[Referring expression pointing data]
--
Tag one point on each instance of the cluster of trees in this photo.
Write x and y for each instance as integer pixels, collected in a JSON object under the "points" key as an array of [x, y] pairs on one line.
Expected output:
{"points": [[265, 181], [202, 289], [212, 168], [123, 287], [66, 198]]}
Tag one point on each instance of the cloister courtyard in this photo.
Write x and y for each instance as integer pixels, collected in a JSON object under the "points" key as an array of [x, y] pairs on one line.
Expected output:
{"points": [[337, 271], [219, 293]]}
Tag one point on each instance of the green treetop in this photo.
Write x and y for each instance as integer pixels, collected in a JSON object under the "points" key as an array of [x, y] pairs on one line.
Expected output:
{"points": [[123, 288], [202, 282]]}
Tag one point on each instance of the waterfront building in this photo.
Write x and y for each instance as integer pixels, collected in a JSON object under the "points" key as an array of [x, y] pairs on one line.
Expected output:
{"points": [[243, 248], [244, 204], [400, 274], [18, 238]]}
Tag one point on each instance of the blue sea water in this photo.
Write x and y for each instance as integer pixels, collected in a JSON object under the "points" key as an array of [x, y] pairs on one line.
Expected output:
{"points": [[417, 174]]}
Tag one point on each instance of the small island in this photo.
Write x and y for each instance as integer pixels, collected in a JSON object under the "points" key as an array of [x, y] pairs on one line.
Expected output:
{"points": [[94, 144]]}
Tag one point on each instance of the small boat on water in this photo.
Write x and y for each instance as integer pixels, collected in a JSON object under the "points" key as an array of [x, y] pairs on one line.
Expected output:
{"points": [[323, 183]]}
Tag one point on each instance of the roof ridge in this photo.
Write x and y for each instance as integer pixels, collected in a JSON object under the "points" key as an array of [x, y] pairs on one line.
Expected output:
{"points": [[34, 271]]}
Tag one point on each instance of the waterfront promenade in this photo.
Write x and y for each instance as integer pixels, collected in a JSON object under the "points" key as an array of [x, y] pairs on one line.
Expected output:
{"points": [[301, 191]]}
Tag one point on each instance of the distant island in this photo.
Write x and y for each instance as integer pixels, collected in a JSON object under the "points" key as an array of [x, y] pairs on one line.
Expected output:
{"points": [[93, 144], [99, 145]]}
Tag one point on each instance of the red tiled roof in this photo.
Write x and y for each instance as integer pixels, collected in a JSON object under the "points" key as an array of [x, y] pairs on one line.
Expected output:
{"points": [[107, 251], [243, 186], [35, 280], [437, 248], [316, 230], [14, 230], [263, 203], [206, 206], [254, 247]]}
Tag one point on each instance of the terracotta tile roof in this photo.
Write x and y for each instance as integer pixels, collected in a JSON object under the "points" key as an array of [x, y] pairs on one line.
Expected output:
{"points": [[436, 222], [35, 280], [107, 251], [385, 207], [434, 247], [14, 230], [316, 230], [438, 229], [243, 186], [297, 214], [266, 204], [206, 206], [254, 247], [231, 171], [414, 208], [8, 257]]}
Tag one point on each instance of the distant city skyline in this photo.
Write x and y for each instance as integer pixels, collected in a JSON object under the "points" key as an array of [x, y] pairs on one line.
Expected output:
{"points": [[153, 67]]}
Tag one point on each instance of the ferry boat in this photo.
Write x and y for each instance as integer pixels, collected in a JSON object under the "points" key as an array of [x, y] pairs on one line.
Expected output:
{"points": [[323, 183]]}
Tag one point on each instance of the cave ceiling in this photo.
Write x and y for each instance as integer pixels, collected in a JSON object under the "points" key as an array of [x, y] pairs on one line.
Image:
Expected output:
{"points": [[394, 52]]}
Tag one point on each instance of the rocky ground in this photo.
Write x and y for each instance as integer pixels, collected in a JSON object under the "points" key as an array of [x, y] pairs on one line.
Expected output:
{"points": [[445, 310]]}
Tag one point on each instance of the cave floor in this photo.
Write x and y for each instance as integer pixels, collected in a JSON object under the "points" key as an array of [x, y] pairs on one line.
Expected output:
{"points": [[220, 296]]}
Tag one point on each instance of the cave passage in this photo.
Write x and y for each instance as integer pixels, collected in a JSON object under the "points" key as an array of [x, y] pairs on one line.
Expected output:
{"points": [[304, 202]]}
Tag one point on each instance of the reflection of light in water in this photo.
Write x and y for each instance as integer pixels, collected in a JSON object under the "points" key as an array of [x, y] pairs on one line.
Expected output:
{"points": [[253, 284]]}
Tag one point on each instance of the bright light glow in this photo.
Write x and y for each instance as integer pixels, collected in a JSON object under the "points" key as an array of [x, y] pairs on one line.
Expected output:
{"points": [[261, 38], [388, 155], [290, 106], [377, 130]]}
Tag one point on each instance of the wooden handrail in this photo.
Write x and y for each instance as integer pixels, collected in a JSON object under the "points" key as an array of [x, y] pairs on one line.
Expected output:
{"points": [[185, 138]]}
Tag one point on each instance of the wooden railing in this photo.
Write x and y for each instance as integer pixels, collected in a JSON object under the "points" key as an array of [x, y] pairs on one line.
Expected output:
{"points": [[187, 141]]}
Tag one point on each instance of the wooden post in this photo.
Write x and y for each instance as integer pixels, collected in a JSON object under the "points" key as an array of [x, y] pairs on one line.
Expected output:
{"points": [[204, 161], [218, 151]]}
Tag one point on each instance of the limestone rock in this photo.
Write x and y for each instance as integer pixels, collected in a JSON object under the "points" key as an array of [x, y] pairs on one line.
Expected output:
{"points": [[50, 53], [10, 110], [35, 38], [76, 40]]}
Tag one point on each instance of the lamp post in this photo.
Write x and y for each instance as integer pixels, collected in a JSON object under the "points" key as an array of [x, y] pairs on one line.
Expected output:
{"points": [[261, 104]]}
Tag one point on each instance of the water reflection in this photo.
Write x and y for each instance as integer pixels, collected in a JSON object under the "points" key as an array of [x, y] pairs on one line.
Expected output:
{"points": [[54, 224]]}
--
*Your objective:* Whenever the string "cave" turns up in a line above, copy that line out.

*Solution for this problem:*
Tag one point on each instance of the cave ceiling in this photo.
Tag one point on each instance of the cave floor in this photo.
Tag one point on each instance of the cave passage in this photo.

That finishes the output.